**Supplied records:**
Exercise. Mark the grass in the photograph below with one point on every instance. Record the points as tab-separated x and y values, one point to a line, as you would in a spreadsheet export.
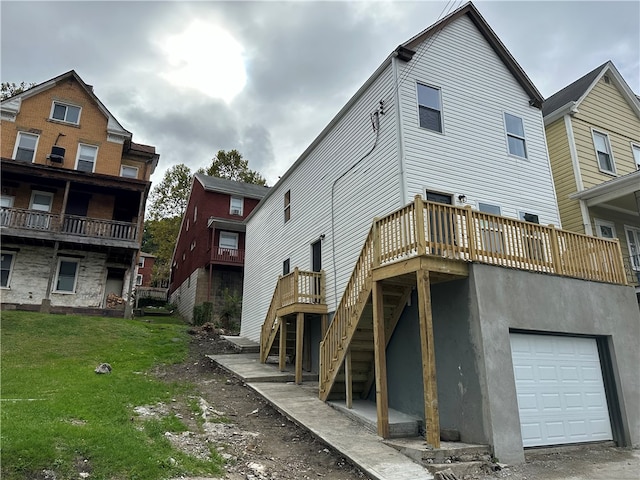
58	414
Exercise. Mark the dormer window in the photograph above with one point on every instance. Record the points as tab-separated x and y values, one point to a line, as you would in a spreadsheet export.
65	113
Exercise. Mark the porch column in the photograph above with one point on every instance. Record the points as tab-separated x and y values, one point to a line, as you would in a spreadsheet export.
299	342
45	306
431	415
380	361
128	306
282	349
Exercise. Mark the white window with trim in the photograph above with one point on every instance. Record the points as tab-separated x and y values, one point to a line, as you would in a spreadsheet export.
430	107
228	243
65	112
604	154
67	275
635	149
86	161
6	267
40	205
490	230
26	146
605	229
516	142
633	244
128	171
236	206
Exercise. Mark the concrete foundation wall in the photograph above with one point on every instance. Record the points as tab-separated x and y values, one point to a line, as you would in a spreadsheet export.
511	299
30	274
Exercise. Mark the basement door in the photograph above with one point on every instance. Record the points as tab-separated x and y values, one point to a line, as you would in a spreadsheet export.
561	396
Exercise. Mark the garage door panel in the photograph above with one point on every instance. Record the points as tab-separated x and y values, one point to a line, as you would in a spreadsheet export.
560	391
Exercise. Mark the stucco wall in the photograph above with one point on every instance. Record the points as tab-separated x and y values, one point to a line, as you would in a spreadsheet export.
511	299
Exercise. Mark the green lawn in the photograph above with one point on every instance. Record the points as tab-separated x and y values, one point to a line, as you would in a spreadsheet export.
56	413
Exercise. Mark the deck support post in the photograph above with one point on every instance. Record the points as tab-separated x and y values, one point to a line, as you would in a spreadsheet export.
432	418
379	342
299	342
282	347
348	379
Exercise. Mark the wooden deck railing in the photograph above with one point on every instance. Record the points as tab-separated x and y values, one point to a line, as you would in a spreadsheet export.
298	286
71	224
427	228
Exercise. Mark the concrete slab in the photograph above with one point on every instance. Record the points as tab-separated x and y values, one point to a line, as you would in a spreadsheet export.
400	424
248	368
363	448
242	344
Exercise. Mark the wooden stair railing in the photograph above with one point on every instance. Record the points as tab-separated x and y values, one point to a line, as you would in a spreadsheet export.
334	346
271	324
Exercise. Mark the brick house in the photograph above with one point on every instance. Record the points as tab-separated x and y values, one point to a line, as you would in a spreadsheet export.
209	255
74	188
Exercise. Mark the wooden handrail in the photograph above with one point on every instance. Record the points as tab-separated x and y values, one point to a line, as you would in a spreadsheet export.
429	228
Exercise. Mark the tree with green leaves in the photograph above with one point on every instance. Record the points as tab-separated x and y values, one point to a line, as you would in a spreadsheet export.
10	89
232	166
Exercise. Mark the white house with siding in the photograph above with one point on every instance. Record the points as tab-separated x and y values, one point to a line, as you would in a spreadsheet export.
472	90
419	322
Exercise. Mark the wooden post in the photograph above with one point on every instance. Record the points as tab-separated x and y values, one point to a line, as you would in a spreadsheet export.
376	243
348	379
471	232
282	348
432	418
421	240
379	342
299	340
555	250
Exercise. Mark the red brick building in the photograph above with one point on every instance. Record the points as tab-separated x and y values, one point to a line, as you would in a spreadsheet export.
209	255
74	188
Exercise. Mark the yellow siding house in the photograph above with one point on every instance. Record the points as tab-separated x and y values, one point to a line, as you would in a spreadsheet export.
593	135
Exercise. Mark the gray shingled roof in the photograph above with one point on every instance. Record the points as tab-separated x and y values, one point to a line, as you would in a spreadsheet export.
231	187
572	92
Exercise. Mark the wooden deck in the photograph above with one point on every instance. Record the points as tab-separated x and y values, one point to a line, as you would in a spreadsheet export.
413	247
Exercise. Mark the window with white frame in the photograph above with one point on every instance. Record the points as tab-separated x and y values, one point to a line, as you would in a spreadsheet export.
67	275
86	160
65	113
605	229
515	135
490	230
6	266
636	154
236	206
26	145
603	152
430	108
128	171
228	243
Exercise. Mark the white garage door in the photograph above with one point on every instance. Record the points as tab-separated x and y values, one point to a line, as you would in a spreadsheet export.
560	390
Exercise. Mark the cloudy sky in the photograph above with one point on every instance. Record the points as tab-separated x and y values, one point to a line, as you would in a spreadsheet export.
266	77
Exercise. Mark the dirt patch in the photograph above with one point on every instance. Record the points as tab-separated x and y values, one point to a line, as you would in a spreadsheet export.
257	442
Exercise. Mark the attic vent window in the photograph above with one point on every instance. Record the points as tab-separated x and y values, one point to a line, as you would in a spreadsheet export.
65	113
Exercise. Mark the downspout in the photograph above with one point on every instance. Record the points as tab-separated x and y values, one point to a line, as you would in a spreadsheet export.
402	181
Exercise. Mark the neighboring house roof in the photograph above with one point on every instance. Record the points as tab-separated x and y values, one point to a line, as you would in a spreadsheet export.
405	52
568	99
231	187
11	106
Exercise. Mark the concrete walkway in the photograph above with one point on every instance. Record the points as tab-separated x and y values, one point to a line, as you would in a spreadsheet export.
301	404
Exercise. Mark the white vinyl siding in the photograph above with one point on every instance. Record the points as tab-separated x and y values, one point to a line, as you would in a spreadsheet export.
369	189
472	158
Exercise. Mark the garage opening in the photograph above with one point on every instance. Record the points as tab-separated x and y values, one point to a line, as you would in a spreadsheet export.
560	390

**Task to carry out:** "Exercise. Mark the concrete walkway" marks the first line to print; reproduce that line and every line after it through the end of the listing above.

**Written solution:**
Exercise. Mark the concrete walkway in the photograph above with one point on every instance. Record the points as tab-separated x and y values, one point to a line, as you would in a spreadsheet export.
301	404
Exercise. Mark the white vinyl siding in the photograph above with one point on every instance. Record the points as tab-separated x and y values, one point to a line, as you would in a spreadsheet export.
369	189
472	158
Exercise. Mark the garage opening in the photograph above with one point on every instance. Record the points as tab-separated x and y values, one point to a line, as you would in a spreadsheet export.
560	390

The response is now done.